**BLOCO DE TEXTO**
-----

Observações de um renomado cientista · Global Voices em Português

Cientista renomado persevera no avanço da ciência na Venezuela

Benjamín Rubén Scharifker Podolsky. Foto de Wikimedia Commons (CC BY-SA 4.0)

Entre os 20 países com os maiores investimentos em pesquisa e desenvolvimento (P&D) em 2021, nenhum deles era da América Latina. Muitos dirão, portanto, que a América Latina não está seguindo a trajetória correta para o desenvolvimento científico.

Contudo, a perspectiva não é totalmente sombria. Pesquisadores como o Professor Emérito Benjamín Scharifker da Venezuela continuam a lutar ao abordar as áreas necessárias para criar um continente de inovação e desenvolvimento.

Scharifker presenciou os momentos históricos mais importantes do desenvolvimento científico na Venezuela. Em 1976, ele graduou-se na Universidade Simón Bolívar (na qual ele foi reitor de 2005 até 2009) e em 1979 obteve seu PhD em Físico-Química pela Universidade de Southampton. Desde então, trabalhou em várias organizações voltadas para o desenvolvimento científico na Venezuela, América Latina e no mundo. Ele também recebeu vários prêmios. Atualmente, Benjamín trabalha como Professor Emérito na sua alma mater, a universidade em que estudou, Universidade Simón Bolívar.

Como químico de formação, Scharifker fez pesquisas extensas sobre processos de nucleação, que são fundamentais para a formação de vários polímeros e para o desenvolvimento de energia limpa. Na década de 1980 serviu como diretor associado no Centro de Pesquisa de Hidrogênio da Universidade Texas A&M. Também trabalhou com nanotecnologia, combustíveis fósseis e eletrocatálise.

Escreveu para publicações nacionais e internacionais sobre assuntos que vão desde o desenvolvimento de fontes alternativas de energia até Kristallnacht, a trágica “Noite dos Cristais” ocorrida na Alemanha nazista em 1938.

Nós conversamos com ele para conhecer sua visão sobre a ciência na Venezuela hoje, as lições aprendidas ao longo de sua história e como fazer da América Latina um continente de ciência, conhecimento e tecnologia.

-----

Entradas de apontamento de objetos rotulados
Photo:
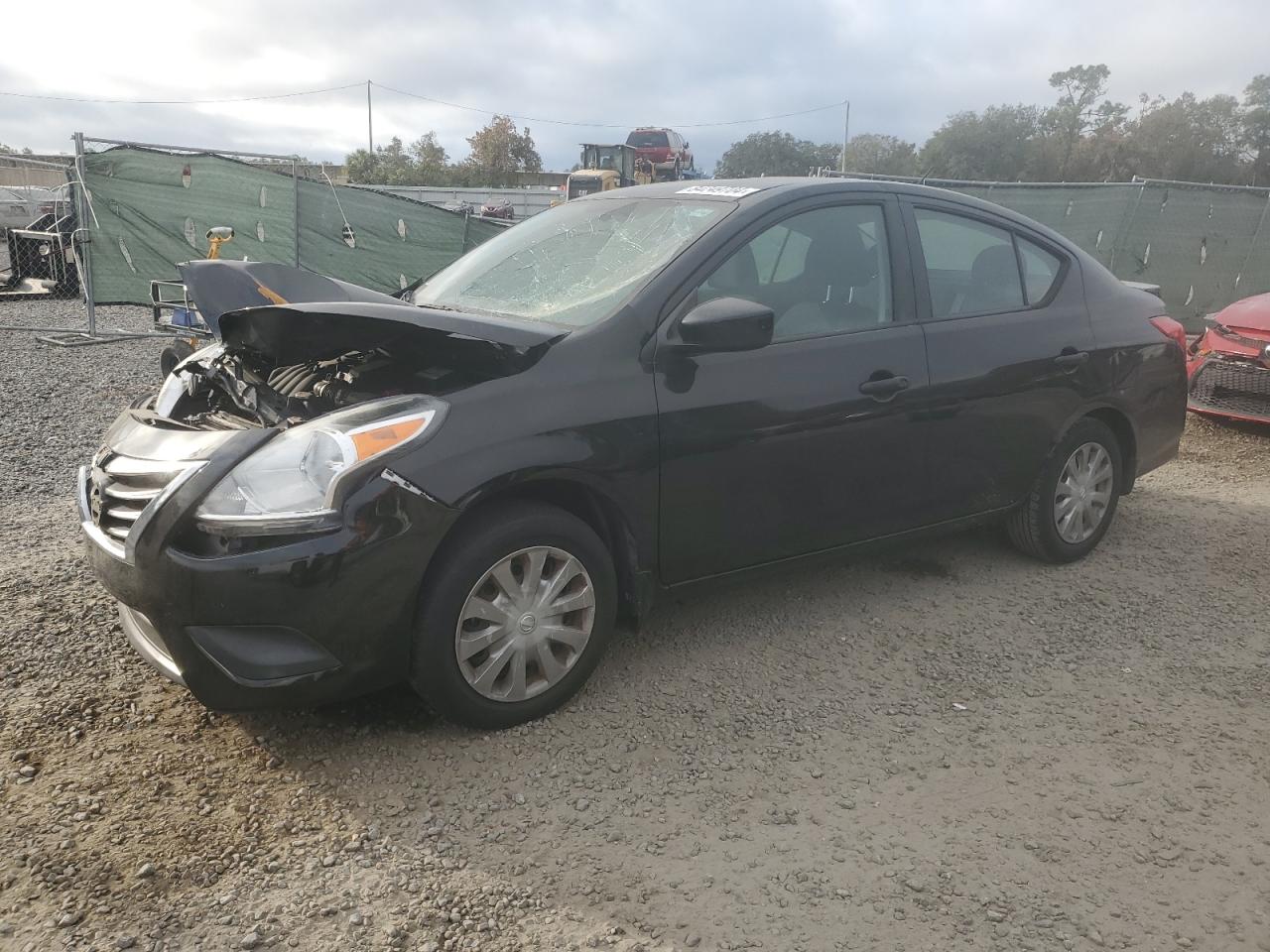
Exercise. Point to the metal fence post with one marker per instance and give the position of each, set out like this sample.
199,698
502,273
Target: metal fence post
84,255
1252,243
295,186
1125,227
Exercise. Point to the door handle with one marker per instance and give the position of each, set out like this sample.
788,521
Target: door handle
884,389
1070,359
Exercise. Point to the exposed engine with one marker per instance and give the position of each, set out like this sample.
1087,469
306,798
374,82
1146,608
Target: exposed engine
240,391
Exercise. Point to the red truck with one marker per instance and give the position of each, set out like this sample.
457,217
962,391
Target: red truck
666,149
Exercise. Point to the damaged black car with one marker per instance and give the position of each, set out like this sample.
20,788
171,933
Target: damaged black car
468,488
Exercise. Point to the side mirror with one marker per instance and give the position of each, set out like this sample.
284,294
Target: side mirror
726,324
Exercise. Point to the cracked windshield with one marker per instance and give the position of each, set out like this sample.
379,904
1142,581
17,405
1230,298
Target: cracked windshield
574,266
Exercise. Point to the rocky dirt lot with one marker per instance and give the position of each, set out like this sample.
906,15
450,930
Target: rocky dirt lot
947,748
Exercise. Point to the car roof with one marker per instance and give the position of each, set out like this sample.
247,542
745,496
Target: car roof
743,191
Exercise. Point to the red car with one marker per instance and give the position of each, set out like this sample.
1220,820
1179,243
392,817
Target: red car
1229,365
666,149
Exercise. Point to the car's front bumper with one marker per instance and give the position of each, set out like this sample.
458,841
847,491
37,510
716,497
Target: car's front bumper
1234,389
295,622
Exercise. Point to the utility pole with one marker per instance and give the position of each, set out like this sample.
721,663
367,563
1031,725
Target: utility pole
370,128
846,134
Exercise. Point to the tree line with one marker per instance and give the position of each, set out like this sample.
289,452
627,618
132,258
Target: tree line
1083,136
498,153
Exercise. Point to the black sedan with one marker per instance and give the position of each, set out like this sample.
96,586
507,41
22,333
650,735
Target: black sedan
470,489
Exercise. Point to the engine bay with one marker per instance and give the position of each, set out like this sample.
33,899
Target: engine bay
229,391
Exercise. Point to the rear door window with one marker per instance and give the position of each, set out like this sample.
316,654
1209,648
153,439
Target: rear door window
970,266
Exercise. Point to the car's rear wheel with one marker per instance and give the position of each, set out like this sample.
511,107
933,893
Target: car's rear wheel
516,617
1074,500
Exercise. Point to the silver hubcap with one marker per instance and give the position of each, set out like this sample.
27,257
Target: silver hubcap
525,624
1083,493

-----

**INSTRUÇÕES**
**1)** Responda às perguntas abaixo com base no texto sobre Benjamín Scharifker.
(a) Em que ano Scharifker obteve seu PhD e por qual universidade?
(b) Que cargo ele ocupou na década de 1980 na Universidade Texas A&M?
(c) Em que ano e onde ocorreu a Kristallnacht, segundo o texto?
**2)** Repita fielmente o trecho do texto sobre Benjamín Scharifker que vai desde "Cientista renomado persevera" até "o desenvolvimento científico.".

**RESPOSTAS**
**1)**
(a) Em 1979, pela Universidade de Southampton.
(b) Diretor associado no Centro de Pesquisa de Hidrogênio.
(c) Em 1938, na Alemanha nazista.

**2)**
Cientista renomado persevera no avanço da ciência na Venezuela

Benjamín Rubén Scharifker Podolsky. Foto de Wikimedia Commons (CC BY-SA 4.0)

Entre os 20 países com os maiores investimentos em pesquisa e desenvolvimento (P&D) em 2021, nenhum deles era da América Latina. Muitos dirão, portanto, que a América Latina não está seguindo a trajetória correta para o desenvolvimento científico.